**What is required**
Write each entry out again, exactly as it is written.

**Data section**
━━━

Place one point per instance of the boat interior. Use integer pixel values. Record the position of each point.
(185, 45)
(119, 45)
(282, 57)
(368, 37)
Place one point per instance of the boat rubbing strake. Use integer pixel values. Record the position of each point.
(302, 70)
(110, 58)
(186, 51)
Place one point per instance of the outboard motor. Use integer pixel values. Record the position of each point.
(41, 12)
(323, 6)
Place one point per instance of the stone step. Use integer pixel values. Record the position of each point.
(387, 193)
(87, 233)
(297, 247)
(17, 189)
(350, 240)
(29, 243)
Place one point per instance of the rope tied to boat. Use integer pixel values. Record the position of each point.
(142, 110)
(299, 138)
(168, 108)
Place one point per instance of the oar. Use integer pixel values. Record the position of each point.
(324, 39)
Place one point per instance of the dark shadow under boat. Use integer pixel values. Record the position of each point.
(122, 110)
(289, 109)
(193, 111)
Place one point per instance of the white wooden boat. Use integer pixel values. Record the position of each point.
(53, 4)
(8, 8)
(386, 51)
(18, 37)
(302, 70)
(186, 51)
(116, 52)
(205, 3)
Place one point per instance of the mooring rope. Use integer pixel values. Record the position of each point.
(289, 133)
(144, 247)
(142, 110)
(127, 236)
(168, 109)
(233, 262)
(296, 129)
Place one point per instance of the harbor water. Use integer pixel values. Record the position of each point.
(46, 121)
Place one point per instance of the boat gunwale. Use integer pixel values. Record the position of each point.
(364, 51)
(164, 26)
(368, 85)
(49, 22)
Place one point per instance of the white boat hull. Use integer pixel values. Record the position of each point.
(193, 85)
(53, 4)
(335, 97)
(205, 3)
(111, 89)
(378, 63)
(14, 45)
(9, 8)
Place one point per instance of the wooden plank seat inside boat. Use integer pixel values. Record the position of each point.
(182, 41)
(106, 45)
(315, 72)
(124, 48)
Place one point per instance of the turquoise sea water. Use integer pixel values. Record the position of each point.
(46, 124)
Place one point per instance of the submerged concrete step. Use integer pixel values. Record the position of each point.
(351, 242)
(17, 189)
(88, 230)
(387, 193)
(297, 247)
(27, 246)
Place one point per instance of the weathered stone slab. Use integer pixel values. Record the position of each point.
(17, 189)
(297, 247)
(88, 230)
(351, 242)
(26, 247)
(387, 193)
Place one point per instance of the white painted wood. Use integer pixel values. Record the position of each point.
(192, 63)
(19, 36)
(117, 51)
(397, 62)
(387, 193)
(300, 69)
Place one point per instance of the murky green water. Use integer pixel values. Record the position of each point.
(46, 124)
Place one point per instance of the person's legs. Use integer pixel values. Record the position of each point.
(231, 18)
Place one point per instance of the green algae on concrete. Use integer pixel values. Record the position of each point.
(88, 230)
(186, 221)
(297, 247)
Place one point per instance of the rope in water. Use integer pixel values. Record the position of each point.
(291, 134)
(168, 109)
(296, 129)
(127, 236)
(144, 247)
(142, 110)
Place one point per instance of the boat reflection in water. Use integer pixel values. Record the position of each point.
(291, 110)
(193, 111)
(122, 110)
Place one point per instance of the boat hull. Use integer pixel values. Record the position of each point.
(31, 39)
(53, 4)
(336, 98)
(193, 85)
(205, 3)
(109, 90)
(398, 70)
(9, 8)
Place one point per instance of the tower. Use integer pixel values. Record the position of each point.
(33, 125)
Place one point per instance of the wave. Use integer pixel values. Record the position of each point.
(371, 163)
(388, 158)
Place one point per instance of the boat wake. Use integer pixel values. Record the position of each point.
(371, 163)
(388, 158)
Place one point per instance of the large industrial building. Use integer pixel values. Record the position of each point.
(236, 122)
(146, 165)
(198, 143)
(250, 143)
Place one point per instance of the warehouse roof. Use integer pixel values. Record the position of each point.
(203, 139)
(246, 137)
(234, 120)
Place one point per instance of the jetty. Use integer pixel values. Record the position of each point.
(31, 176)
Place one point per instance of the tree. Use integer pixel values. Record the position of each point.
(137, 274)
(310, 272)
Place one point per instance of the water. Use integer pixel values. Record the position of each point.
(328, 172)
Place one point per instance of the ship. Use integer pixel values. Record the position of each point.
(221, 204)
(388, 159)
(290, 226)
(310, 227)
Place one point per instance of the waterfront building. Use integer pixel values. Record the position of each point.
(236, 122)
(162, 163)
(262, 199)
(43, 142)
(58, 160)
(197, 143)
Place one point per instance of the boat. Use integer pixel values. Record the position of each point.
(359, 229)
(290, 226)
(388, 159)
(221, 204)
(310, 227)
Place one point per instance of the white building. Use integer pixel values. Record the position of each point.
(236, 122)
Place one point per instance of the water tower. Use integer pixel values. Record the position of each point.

━━━

**Your solution**
Place one point per instance of the boat interior. Use integer pixel values. Record the position of each point.
(185, 45)
(119, 45)
(282, 57)
(368, 37)
Place one point per instance of the boat rubbing strake. Use integer pixel values. Record the position of each point.
(302, 70)
(110, 58)
(186, 51)
Place one point per instance of the outboard motor. Use integer pixel values. Record the position of each point.
(41, 12)
(323, 6)
Place one point per instance of the stone step. Use integer pixel values. Record the position of each point.
(387, 193)
(87, 233)
(297, 247)
(17, 189)
(350, 240)
(29, 243)
Place one point per instance of the rope tied to boat. Use integer pixel values. Record the position of each point.
(142, 110)
(299, 138)
(168, 108)
Place one point per instance of the oar. Use integer pixel values. Record the position of each point.
(324, 39)
Place one point per instance of the dark shadow under boat. Use integer pixel values. Record the position of each point.
(122, 110)
(289, 109)
(193, 111)
Place one point per instance of the white wooden boat. Use integer pixel values. Record the position of each point.
(53, 4)
(8, 8)
(386, 51)
(18, 37)
(302, 70)
(186, 51)
(116, 52)
(205, 3)
Place one point per instance of the mooring rope. Use integer pixel values. Record the position of each point.
(289, 133)
(144, 247)
(142, 110)
(127, 236)
(168, 109)
(233, 262)
(296, 129)
Place one point per instance of the harbor water. Use integer pixel values. Record the position of each point.
(46, 121)
Place one point per instance of the boat gunwale. Use integer pixel values. Record the position of each point.
(364, 51)
(164, 26)
(368, 85)
(49, 22)
Place one point per instance of the white boat hull. Use integer pixel values. Record the position of each point.
(193, 85)
(53, 4)
(335, 97)
(205, 3)
(111, 89)
(378, 63)
(14, 45)
(9, 8)
Place one point per instance of the wooden plank seat inside boat. Use integer pixel values. Record the position of each point.
(182, 41)
(106, 45)
(315, 72)
(124, 48)
Place one point per instance of the turquoise sea water. Use integer pixel values. Record the position of each point.
(46, 124)
Place one point per instance of the submerged concrete step. Use integer pixel values. Record the position of each point.
(351, 242)
(17, 189)
(88, 230)
(387, 193)
(297, 247)
(27, 246)
Place one point per instance of the weathered stone slab. Use integer pixel values. Record the position of each point.
(17, 189)
(297, 247)
(88, 230)
(351, 242)
(26, 247)
(387, 193)
Place one point per instance of the white painted wood. Use integer pixel values. Record the position of each point.
(192, 63)
(19, 36)
(117, 51)
(397, 62)
(387, 193)
(300, 69)
Place one point per instance of the murky green water. Use integer pixel values. Record the position of each point.
(46, 124)
Place one point per instance of the person's legs. Use integer pixel values. Record the position of each point.
(231, 18)
Place one point per instance of the green algae on concrete. Use integer pixel values. Record the position of each point.
(88, 230)
(186, 221)
(297, 247)
Place one point per instance of the rope in water. Use integer pixel values. Record the position of each point.
(291, 134)
(168, 109)
(296, 129)
(127, 236)
(144, 247)
(142, 110)
Place one point per instance of the boat reflection in water. Use integer pixel values. Record the position of each point.
(291, 110)
(193, 111)
(122, 110)
Place one point per instance of the boat hull. Use integer pixel values. Record the position of each point.
(31, 39)
(53, 4)
(336, 98)
(193, 85)
(205, 3)
(109, 90)
(398, 70)
(9, 8)
Place one point per instance of the tower. Use integer pixel values. Record the position of each point.
(33, 125)
Place one point per instance of the wave. Use integer pixel values. Record the position of each point.
(371, 163)
(388, 158)
Place one point per instance of the boat wake. Use integer pixel values. Record the position of each point.
(371, 163)
(388, 158)
Place one point per instance of the large industrial building. Use integer pixel values. Record the position of each point.
(236, 122)
(146, 165)
(198, 143)
(250, 143)
Place one point per instance of the warehouse roof. Use integer pixel values. Record the position of each point.
(203, 139)
(246, 137)
(234, 120)
Place one point per instance of the jetty. Use integer pixel values. Record the position of each point.
(31, 176)
Place one point per instance of the tree. Use integer pixel values. Record the position of each point.
(137, 274)
(310, 272)
Place one point per instance of the water. Use integer pixel values. Record the position of each point.
(328, 172)
Place one point per instance of the ship. Use integer pixel values. Record the position of each point.
(221, 204)
(388, 159)
(290, 226)
(310, 227)
Place one point per instance of the waterfront building. Use integer pixel values. Record the position of each point.
(236, 122)
(162, 163)
(262, 199)
(43, 142)
(58, 160)
(197, 143)
Place one point per instance of the boat. Use integer pixel values. Record the position of each point.
(359, 229)
(290, 226)
(388, 159)
(221, 204)
(310, 227)
Place one point per instance of the white building. Use integer pixel values. Record the position of each point.
(236, 122)
Place one point per instance of the water tower. Use integer pixel values. Record the position of each point.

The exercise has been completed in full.